**Aim of the task**. List, from the lines below, each one with "jacket" in it.

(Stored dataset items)
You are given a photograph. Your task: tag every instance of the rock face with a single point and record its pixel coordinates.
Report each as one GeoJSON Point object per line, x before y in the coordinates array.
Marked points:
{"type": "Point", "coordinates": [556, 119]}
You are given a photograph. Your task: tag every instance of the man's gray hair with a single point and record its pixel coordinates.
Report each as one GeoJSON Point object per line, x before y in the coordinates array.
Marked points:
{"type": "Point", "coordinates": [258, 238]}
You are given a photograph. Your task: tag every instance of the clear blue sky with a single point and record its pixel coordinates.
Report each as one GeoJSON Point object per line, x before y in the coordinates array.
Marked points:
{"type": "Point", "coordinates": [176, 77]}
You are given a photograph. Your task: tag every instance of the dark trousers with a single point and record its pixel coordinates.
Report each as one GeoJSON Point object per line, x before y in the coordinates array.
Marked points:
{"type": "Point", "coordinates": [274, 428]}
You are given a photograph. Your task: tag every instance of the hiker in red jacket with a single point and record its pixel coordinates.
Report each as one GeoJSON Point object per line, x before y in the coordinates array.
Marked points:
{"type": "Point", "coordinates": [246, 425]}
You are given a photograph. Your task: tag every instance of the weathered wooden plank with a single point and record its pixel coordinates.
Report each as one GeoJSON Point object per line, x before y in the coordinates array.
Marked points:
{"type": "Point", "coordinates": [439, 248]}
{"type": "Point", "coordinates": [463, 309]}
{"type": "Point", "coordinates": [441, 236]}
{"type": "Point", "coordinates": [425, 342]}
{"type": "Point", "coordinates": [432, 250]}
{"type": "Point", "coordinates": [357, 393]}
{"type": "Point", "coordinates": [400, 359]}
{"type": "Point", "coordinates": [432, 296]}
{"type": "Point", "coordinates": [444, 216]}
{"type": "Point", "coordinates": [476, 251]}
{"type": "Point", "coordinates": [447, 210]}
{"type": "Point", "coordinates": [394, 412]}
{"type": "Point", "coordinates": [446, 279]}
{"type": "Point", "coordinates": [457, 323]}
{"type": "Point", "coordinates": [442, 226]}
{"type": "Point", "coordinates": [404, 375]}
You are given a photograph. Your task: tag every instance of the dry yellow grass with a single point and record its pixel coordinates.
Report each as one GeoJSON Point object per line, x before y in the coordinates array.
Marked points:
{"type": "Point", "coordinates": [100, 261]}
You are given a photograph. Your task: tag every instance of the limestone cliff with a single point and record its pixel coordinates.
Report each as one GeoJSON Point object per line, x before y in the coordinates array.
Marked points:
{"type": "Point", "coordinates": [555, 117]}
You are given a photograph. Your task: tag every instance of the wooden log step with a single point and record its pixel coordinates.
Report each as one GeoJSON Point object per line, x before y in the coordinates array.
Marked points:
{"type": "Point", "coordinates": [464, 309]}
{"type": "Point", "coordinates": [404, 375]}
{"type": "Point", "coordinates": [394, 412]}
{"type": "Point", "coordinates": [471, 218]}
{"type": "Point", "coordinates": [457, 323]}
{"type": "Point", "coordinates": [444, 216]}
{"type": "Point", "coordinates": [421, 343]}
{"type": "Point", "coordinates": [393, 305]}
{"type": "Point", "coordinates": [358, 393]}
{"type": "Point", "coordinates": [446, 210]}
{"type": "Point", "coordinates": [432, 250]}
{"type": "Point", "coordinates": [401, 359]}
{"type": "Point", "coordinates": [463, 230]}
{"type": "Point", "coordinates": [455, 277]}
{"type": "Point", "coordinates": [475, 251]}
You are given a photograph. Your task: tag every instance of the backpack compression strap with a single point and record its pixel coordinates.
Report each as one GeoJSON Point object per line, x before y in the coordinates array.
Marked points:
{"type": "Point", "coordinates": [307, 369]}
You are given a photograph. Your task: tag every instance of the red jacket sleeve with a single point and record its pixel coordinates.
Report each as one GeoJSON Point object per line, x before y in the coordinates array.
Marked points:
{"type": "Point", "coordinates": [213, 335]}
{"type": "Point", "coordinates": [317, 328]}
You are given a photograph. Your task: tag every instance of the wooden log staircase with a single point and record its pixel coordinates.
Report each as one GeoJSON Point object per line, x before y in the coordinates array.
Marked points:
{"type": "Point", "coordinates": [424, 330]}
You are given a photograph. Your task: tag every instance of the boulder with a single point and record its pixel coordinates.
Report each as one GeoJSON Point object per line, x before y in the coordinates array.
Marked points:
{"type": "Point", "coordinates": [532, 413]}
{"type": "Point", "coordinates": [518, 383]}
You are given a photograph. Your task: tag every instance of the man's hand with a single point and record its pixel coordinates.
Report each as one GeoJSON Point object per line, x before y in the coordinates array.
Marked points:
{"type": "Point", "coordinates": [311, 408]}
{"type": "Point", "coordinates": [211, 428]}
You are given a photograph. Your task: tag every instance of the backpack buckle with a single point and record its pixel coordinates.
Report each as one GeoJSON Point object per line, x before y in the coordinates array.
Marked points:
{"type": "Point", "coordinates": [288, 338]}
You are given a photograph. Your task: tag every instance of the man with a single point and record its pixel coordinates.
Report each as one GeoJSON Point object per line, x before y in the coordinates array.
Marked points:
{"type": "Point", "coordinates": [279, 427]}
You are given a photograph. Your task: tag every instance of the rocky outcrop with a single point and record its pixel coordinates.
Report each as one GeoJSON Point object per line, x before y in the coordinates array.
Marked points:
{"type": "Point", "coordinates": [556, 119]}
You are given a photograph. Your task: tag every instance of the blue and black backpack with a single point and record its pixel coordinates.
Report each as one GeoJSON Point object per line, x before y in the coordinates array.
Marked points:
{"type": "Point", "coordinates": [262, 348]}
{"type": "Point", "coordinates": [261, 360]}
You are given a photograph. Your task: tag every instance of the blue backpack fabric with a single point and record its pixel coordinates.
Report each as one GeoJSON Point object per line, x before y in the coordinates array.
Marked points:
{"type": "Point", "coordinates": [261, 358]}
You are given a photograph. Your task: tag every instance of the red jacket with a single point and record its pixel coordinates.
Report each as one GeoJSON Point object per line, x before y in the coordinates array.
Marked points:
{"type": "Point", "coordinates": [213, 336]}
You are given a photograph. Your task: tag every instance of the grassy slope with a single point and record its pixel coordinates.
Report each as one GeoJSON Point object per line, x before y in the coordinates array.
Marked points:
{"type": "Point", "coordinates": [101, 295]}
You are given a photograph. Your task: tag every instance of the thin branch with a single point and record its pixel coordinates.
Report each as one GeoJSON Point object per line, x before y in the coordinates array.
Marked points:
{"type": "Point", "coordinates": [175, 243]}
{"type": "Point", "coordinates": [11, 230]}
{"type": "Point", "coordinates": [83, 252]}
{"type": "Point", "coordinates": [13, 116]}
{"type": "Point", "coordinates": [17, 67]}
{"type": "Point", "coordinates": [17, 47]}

**Written solution**.
You are given a photograph. Your task: tag every instance of the hiker in red jacket with a single point and record its pixel coordinates.
You are given a photograph. Your task: tag every instance of the red jacket sleeve with a single point and record its pixel coordinates.
You are given a photograph. Your task: tag every instance of the red jacket with a single point and record its pixel coordinates.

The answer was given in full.